DATASET:

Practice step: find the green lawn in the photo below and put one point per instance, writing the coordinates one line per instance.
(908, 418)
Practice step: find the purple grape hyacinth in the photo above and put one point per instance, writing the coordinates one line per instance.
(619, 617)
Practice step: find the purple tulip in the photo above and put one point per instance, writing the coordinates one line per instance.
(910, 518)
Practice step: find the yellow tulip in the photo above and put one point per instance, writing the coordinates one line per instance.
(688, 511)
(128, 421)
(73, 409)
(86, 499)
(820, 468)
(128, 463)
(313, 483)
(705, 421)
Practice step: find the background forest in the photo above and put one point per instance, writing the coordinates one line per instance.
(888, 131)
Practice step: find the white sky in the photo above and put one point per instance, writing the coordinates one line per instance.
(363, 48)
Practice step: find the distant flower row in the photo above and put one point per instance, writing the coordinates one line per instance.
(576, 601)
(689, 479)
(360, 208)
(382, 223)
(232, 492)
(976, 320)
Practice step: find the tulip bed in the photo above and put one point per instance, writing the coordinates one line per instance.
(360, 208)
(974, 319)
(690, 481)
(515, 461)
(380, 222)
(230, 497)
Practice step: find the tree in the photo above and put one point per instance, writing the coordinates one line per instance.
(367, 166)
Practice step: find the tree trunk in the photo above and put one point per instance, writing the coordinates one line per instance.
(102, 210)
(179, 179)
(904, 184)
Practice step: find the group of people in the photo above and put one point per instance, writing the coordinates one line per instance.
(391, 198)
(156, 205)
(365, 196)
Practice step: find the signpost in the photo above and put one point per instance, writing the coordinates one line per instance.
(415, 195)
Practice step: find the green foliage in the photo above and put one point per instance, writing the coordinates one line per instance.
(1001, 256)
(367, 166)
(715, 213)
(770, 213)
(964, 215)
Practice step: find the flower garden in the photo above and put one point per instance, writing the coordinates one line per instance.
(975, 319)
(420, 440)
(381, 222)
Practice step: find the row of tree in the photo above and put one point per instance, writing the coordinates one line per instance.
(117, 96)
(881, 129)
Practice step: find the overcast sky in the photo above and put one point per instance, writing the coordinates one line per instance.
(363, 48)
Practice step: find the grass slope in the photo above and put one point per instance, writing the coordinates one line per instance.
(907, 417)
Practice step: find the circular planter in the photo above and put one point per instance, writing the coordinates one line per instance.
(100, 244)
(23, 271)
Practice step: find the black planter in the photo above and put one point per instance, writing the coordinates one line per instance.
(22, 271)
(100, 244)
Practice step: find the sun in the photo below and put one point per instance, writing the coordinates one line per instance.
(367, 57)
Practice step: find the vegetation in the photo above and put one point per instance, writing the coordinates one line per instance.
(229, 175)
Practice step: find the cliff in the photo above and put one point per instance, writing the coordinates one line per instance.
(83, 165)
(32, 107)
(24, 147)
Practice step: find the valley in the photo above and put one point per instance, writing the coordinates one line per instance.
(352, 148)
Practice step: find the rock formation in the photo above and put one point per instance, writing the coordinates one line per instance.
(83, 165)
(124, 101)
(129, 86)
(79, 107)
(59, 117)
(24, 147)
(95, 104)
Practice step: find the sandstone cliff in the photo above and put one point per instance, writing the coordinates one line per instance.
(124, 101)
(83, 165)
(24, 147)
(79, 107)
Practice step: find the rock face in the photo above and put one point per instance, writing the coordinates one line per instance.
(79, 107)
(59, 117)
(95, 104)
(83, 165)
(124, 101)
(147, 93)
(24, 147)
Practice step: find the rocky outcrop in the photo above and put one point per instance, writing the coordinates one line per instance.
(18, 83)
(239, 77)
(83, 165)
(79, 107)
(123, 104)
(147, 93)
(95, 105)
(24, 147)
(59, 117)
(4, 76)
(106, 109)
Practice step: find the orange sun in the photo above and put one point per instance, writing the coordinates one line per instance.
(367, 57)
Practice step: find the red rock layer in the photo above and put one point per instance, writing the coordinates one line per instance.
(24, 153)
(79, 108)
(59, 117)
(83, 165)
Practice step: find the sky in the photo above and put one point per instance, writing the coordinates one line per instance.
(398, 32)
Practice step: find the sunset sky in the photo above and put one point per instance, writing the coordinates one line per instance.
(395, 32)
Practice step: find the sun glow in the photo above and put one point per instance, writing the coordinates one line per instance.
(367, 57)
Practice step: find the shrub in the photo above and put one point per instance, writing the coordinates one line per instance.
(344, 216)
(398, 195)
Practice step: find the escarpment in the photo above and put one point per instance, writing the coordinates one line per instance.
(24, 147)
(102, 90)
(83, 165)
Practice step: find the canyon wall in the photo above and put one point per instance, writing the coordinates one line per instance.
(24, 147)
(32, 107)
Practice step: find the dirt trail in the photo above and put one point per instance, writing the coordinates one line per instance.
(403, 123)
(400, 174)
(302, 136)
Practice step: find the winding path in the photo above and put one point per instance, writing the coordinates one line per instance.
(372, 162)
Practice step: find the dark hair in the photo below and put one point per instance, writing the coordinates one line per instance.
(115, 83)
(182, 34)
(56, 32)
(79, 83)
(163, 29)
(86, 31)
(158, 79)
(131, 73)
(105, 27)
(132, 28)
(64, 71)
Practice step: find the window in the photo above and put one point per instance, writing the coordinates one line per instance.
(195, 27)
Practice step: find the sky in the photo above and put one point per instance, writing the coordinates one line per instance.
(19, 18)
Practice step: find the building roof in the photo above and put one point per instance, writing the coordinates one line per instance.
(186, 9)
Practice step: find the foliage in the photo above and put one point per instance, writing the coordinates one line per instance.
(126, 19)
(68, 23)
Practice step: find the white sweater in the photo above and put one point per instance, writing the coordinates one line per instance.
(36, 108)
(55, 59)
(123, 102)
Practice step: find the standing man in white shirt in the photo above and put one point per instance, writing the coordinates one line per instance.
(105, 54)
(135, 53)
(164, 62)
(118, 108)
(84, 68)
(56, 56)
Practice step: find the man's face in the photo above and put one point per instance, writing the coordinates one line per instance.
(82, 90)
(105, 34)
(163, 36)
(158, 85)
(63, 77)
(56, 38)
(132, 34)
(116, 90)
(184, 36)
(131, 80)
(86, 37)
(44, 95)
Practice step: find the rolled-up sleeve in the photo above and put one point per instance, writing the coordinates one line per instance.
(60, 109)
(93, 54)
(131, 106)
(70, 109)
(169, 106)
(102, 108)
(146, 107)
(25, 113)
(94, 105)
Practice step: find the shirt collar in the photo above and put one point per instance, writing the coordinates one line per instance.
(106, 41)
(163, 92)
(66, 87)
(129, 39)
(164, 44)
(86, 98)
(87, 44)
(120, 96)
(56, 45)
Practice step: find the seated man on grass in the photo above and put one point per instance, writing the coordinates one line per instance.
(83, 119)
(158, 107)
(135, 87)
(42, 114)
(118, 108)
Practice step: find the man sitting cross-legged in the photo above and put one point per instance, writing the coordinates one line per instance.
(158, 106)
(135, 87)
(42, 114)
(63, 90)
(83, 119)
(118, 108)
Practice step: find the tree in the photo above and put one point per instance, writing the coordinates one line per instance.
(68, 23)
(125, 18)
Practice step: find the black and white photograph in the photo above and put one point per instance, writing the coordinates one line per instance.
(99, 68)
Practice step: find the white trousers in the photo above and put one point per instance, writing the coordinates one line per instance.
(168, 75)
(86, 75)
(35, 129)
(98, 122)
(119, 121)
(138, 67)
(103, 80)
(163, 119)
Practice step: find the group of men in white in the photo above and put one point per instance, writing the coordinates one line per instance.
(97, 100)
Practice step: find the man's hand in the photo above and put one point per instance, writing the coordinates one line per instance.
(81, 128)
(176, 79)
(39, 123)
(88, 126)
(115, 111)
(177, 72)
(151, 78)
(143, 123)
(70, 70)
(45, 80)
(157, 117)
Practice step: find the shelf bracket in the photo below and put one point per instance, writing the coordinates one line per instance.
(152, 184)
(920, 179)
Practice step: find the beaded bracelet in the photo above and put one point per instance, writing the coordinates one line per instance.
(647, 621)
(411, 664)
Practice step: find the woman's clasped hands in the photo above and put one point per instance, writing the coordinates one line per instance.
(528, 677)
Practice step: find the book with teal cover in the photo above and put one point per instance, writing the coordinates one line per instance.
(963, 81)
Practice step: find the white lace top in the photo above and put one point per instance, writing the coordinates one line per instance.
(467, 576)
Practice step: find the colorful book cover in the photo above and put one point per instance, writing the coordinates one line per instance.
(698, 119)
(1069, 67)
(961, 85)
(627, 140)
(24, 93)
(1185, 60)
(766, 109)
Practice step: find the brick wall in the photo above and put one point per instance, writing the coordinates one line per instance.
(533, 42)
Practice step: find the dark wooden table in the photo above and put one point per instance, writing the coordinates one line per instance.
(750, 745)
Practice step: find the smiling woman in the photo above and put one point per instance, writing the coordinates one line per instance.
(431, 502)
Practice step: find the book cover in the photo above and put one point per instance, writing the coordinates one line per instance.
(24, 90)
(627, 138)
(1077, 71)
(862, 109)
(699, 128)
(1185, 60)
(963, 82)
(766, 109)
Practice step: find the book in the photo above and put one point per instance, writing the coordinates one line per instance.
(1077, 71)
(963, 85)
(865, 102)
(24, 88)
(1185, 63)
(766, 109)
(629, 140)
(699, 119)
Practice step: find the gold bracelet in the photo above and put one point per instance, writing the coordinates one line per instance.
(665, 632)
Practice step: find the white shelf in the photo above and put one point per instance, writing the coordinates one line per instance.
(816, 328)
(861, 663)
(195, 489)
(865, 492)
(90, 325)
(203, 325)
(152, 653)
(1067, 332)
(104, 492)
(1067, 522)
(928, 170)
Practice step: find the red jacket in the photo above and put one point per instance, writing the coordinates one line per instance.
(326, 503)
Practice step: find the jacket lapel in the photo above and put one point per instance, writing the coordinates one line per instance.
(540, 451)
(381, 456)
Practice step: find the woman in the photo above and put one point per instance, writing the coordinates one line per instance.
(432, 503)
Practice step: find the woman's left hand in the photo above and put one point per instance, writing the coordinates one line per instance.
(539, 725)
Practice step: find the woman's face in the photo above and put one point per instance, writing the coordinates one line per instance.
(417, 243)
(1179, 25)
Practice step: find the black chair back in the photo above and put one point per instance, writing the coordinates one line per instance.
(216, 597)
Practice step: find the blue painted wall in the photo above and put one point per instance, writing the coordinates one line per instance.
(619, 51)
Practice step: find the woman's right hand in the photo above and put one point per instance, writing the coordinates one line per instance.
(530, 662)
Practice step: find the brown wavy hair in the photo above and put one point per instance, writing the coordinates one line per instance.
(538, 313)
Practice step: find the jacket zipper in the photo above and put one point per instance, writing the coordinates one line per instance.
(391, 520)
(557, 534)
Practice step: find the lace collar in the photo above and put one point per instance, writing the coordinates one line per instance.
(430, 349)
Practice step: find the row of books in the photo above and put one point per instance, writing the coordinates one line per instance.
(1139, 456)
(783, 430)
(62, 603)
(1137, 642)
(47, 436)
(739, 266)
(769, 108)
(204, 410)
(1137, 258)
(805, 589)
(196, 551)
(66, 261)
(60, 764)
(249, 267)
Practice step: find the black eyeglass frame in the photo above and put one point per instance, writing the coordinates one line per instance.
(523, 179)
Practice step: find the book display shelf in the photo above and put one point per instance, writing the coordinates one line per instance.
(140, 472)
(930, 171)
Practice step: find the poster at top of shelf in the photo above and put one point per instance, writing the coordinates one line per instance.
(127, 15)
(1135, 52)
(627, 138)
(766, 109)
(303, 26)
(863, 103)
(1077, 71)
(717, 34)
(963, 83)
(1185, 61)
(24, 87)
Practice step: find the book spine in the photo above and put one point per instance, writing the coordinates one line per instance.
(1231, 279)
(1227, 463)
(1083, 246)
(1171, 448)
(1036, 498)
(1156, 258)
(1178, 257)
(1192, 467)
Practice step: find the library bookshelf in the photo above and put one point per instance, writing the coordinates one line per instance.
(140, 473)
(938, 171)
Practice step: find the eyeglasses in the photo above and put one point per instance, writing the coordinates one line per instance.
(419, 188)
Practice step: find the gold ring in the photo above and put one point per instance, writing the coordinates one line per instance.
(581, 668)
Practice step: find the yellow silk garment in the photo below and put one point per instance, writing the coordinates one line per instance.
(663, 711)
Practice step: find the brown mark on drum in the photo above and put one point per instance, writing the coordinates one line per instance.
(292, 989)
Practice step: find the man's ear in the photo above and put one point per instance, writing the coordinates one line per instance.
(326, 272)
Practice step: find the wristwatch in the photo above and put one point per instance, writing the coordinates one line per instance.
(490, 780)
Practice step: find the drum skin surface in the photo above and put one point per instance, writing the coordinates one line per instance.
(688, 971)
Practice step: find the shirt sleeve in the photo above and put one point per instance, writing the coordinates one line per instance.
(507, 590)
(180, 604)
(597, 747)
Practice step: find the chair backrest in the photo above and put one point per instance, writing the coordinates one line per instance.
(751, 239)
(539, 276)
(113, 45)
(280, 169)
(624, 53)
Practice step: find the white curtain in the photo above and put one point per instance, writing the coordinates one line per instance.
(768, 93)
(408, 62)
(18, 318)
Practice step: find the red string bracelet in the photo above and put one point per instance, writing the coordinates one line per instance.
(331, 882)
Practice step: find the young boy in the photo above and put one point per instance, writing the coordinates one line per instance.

EXERCISE: Nothing but the lines from the one with "Practice step: find the shirt sleeve" through the end of the data above should be repeated, each exactly as it stands.

SOLUTION FOR THIS PROBLEM:
Practice step: find the shirt sleeve in the photo above and put one point per instance, writing the coordinates one line per instance.
(507, 590)
(180, 604)
(597, 747)
Practice step: find the chair backrest in the photo above and put one point per instance, writing the coordinates one line per instance.
(751, 239)
(539, 276)
(113, 45)
(280, 169)
(624, 53)
Practice step: find the white curtain in the photo above and put one point per instance, writing the coordinates one line per instance.
(768, 93)
(408, 62)
(18, 318)
Practice step: find the red string bracelet in the photo above and put one point per instance, writing the coordinates one line per instance.
(331, 882)
Practice step: find the young boy in the photo above and put one point per instance, writing the coordinates one line per instance.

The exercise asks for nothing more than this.